** Start DATA SECTION **

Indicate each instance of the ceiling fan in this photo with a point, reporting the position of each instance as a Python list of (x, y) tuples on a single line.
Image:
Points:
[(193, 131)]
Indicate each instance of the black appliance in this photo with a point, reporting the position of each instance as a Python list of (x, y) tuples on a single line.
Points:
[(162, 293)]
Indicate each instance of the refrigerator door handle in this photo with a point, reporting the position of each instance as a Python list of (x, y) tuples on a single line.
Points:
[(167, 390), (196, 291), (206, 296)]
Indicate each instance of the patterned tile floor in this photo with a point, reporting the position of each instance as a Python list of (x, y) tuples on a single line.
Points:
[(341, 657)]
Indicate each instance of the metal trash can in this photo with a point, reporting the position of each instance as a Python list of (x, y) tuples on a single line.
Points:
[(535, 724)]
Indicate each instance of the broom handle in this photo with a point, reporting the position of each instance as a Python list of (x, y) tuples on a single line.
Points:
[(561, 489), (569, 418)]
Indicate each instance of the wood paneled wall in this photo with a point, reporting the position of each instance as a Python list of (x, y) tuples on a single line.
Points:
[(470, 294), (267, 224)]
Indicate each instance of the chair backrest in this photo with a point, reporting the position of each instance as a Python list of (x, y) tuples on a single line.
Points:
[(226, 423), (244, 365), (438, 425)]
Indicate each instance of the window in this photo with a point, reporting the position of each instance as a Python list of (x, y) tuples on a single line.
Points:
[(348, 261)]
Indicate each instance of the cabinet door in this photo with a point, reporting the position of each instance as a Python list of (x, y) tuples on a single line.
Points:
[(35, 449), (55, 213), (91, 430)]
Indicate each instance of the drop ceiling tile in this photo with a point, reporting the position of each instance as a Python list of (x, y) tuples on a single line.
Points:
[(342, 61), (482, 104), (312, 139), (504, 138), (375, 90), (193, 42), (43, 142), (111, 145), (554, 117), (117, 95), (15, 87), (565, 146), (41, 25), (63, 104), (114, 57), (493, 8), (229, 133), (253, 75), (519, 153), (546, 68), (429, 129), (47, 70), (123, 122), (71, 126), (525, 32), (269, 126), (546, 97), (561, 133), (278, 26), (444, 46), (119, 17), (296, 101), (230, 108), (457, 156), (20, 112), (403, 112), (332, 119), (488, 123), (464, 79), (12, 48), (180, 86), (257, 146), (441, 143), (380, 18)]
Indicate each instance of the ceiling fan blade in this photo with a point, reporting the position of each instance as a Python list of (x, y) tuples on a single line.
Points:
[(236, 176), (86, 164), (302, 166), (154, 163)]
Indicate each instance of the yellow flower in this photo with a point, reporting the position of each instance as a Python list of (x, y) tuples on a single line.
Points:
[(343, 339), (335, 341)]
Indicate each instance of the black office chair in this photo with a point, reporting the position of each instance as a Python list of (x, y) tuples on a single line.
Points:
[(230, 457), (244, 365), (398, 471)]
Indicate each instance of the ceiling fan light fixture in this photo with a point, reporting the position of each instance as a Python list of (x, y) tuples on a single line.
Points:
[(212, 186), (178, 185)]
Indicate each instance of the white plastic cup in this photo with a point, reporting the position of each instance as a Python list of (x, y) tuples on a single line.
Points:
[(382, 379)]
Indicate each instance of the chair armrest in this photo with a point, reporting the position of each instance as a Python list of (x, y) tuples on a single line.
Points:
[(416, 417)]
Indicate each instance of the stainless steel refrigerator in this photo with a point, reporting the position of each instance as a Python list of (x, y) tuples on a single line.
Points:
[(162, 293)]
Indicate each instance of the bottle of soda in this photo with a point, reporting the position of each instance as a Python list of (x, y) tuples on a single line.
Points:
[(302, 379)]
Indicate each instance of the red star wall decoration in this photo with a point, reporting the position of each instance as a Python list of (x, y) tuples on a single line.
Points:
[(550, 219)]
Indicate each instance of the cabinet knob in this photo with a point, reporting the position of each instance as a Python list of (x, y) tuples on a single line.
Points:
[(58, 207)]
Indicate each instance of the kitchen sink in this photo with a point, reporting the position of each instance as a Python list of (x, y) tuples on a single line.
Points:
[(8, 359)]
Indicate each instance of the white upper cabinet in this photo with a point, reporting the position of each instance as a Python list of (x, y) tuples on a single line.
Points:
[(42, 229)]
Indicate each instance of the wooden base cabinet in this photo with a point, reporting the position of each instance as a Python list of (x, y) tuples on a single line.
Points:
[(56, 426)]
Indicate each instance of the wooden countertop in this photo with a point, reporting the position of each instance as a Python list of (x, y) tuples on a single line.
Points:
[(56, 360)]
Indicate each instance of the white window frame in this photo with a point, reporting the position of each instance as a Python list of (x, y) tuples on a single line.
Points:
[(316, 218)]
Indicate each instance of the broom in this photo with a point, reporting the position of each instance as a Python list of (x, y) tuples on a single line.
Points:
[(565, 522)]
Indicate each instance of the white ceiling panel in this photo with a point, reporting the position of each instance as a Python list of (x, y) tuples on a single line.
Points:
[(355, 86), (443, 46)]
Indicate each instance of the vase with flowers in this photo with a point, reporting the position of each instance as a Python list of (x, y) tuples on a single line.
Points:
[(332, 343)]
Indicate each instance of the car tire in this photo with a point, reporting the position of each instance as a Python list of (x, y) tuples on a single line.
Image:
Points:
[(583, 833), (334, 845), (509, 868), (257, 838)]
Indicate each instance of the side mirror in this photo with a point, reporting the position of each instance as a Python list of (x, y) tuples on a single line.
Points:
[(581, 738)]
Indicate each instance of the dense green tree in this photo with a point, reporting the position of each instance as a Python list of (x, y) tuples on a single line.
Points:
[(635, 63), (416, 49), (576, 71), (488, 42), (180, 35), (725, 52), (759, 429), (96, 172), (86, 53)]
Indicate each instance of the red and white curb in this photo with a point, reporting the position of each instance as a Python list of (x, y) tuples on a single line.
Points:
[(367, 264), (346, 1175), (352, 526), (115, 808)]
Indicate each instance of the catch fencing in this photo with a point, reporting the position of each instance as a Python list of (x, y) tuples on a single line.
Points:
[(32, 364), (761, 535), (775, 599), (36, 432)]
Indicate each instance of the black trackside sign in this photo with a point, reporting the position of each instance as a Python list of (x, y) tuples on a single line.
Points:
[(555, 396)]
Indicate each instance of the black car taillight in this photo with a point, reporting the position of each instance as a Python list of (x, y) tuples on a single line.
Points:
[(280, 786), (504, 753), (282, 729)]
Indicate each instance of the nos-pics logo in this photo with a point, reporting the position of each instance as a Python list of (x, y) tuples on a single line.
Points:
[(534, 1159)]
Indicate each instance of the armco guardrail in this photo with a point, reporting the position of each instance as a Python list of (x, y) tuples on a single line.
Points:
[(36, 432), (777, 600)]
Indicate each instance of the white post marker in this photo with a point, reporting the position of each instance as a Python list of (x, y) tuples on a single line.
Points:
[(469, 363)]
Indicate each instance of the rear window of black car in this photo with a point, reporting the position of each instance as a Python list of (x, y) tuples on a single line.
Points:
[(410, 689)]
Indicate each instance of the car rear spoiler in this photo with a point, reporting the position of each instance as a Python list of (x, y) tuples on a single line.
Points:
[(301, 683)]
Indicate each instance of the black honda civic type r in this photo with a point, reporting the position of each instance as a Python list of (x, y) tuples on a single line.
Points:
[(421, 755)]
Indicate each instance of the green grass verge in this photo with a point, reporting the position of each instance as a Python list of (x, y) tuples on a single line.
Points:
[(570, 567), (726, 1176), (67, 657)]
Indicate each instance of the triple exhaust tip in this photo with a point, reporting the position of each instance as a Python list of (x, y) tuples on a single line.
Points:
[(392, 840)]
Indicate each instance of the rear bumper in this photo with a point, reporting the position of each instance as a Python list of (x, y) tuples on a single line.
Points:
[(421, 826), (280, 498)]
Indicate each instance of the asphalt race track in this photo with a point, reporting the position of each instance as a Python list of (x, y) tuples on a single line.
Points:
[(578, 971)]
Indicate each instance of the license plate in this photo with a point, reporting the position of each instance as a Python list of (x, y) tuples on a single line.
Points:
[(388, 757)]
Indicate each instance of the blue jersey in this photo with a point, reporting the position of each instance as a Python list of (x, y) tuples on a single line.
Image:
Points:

** End DATA SECTION **

DIRECTIONS FOR THIS TASK:
Format the data as a JSON list of strings with one string per line, starting at the line that contains "Indicate each instance of the chair backrest" and ending at the line that contains "[(230, 457), (244, 365), (398, 471)]". Include both of those lines and omit any blank lines.

OUTPUT FOR THIS TASK:
[
  "Indicate each instance of the chair backrest in this photo with a point, reporting the position of each instance as a Python list of (x, y) tuples on a single line.",
  "Points:",
  "[(226, 423), (244, 365), (438, 425)]",
  "Indicate each instance of the window in this photo with a point, reporting the position of each instance as a Python list of (x, y) tuples on a single line.",
  "Points:",
  "[(348, 261)]",
  "Indicate each instance of the cabinet door in this photo with a point, reporting the position of each instance as a Python list of (x, y) tuples on a single line.",
  "Points:",
  "[(35, 449), (55, 213), (91, 430)]",
  "Indicate each instance of the drop ceiling tile in this photo with a point, reporting the position of each instance as a Python list of (x, y) tuples on a single line.",
  "Points:",
  "[(342, 61), (482, 104), (312, 139), (504, 138), (375, 90), (193, 42), (43, 142), (111, 145), (554, 117), (117, 95), (15, 87), (565, 146), (41, 25), (63, 104), (114, 57), (493, 8), (229, 133), (253, 75), (519, 153), (546, 68), (429, 129), (47, 70), (123, 122), (71, 126), (525, 32), (269, 126), (546, 97), (561, 133), (278, 26), (444, 46), (119, 17), (296, 101), (230, 108), (457, 156), (20, 112), (403, 112), (332, 119), (488, 123), (464, 79), (12, 48), (180, 86), (257, 146), (441, 143), (380, 18)]",
  "Indicate each instance of the ceiling fan blade in this photo with a point, reporting the position of each instance as a Python list of (x, y) tuples on a single line.",
  "Points:",
  "[(236, 176), (86, 164), (302, 166), (154, 163)]",
  "Indicate each instance of the yellow flower in this photo with a point, reporting the position of each instance as a Python list of (x, y) tuples on a single line.",
  "Points:",
  "[(343, 339), (335, 341)]",
  "Indicate each instance of the black office chair in this photo with a point, reporting the position of each instance as a Python list of (x, y) tuples on a single line.",
  "Points:",
  "[(230, 457), (244, 365), (398, 471)]"
]